__EXERCISE DATA__.
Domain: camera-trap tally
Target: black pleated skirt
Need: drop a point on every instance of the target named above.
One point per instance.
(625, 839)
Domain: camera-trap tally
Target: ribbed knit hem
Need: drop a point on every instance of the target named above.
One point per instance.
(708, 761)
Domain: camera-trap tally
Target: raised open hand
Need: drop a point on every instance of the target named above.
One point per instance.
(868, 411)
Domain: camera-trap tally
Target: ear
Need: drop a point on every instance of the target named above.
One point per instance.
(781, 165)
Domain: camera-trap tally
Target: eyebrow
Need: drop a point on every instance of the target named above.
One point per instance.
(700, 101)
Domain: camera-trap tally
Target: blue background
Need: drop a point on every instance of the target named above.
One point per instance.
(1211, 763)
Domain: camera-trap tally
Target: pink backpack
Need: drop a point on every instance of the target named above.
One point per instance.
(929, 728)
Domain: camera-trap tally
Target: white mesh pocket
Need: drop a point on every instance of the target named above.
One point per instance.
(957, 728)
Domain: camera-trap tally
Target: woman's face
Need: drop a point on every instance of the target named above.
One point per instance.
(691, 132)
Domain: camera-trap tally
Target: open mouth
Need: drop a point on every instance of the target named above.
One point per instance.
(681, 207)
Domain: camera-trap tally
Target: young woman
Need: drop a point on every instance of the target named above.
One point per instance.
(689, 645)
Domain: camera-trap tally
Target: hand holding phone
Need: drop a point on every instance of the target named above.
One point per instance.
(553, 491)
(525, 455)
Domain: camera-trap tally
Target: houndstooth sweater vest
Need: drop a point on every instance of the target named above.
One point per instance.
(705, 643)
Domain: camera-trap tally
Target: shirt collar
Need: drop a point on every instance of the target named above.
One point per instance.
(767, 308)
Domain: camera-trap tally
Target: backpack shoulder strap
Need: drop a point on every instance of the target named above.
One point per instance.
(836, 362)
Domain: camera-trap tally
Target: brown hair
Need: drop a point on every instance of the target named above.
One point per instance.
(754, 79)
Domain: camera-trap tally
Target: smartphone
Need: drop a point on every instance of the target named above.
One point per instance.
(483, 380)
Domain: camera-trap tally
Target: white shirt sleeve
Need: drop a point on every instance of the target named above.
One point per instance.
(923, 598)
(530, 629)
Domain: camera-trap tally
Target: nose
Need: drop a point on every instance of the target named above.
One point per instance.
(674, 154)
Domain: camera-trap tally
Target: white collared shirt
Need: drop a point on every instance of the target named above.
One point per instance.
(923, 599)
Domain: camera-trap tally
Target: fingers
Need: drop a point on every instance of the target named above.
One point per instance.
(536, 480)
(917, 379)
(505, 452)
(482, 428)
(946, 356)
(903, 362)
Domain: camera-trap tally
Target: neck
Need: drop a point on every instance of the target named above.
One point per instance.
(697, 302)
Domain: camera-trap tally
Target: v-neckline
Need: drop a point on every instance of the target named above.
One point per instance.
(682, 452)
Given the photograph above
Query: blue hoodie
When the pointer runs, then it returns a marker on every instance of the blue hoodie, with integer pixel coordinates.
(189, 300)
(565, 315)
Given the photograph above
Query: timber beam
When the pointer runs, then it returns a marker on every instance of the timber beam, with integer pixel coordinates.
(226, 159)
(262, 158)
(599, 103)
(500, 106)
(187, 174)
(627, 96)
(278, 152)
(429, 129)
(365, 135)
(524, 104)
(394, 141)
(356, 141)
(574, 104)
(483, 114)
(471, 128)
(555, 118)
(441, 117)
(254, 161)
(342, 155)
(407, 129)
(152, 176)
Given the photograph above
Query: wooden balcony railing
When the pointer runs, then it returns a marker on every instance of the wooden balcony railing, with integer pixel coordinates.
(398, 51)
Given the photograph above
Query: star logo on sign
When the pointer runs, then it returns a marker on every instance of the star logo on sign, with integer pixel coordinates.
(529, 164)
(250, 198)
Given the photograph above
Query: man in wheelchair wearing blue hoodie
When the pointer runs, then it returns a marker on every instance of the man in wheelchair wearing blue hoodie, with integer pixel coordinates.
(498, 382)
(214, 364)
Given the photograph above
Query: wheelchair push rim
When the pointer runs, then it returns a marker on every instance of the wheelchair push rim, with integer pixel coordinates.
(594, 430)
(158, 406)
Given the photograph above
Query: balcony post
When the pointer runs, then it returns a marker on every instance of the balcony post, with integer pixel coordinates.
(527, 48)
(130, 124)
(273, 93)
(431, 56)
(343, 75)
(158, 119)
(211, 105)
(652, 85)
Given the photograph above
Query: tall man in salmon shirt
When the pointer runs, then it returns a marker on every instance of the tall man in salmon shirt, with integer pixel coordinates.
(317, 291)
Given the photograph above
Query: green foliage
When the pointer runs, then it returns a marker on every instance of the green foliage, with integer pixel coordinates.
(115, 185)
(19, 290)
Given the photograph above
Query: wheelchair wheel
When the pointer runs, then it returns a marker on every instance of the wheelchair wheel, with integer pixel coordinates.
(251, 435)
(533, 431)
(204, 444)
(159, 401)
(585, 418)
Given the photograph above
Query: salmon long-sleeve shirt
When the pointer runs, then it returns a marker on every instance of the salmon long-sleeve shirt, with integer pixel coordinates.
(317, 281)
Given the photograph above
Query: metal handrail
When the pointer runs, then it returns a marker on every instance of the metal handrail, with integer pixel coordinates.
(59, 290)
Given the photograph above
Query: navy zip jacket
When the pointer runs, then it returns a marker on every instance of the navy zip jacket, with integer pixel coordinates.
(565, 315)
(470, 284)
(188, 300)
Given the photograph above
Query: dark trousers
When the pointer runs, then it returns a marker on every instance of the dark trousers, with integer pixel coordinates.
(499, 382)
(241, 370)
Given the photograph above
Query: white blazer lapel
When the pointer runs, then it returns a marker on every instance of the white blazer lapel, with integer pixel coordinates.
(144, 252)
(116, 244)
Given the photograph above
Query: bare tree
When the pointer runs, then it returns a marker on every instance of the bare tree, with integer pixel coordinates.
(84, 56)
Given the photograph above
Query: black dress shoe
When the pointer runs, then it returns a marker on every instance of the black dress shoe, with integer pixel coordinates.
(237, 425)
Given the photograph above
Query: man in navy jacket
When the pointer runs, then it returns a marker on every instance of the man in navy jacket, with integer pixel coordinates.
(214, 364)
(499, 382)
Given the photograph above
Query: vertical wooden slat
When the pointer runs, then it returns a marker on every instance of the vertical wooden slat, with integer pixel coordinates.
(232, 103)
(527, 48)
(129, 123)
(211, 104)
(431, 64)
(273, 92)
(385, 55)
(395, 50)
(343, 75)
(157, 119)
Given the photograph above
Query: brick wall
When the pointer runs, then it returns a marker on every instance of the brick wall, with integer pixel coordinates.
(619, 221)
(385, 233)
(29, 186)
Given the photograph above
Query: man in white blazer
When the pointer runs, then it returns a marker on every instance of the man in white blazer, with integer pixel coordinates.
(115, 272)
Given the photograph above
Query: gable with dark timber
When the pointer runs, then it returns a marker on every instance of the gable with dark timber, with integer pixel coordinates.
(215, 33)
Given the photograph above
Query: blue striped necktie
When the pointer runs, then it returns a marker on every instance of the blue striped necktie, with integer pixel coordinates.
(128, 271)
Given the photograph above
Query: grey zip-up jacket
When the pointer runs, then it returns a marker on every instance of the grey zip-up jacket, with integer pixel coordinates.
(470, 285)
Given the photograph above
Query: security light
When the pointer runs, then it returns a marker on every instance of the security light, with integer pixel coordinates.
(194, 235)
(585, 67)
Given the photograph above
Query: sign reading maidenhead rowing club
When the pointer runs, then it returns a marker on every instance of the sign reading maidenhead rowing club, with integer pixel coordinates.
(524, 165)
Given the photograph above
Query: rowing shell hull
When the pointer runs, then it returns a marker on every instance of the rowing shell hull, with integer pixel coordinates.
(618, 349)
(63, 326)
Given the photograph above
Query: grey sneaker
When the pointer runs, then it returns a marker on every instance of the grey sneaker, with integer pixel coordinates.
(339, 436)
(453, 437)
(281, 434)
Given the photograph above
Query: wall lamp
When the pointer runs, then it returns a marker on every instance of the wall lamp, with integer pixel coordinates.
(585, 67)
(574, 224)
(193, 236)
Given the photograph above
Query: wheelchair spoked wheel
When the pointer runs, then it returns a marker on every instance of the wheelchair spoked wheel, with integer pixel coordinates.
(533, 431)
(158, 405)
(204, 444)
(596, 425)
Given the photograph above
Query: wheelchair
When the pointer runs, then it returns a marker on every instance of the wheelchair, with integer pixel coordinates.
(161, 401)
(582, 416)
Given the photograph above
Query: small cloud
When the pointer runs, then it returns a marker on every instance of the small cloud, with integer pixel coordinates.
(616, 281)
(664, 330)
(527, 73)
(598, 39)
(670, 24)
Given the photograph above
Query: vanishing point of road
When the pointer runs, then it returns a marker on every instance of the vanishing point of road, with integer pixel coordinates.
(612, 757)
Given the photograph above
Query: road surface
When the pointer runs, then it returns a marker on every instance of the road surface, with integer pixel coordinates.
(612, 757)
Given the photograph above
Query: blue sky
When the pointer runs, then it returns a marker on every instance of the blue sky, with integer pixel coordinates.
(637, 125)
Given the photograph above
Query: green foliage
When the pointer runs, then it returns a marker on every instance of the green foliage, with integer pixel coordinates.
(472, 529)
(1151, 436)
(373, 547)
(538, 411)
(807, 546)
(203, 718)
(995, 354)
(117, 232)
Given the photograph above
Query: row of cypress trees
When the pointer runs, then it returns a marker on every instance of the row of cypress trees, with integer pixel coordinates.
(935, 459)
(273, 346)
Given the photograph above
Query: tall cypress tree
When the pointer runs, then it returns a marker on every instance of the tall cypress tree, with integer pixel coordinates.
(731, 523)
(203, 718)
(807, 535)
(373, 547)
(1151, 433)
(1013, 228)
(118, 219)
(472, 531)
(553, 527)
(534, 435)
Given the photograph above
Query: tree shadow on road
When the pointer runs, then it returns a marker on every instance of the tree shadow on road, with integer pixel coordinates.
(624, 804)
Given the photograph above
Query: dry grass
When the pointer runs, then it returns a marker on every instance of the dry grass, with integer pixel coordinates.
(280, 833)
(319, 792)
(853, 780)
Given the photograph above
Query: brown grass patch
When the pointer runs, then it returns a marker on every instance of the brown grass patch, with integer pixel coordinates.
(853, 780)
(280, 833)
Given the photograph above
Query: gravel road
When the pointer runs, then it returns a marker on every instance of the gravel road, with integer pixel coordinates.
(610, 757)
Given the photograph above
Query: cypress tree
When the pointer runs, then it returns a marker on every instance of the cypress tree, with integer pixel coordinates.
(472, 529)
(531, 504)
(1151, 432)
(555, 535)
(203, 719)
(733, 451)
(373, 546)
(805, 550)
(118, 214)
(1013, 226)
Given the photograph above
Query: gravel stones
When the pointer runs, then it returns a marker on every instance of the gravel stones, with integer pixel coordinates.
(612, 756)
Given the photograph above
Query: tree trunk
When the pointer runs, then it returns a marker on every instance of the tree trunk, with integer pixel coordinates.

__AIM__. Identify every line in the records that contains the string "shoe", and copy each of those lines in full. Case matters.

__FINAL RESULT__.
Query: black dress shoe
When the pointer runs, then it returns a marker on every instance of the black dress shoe, with integer pixel coordinates.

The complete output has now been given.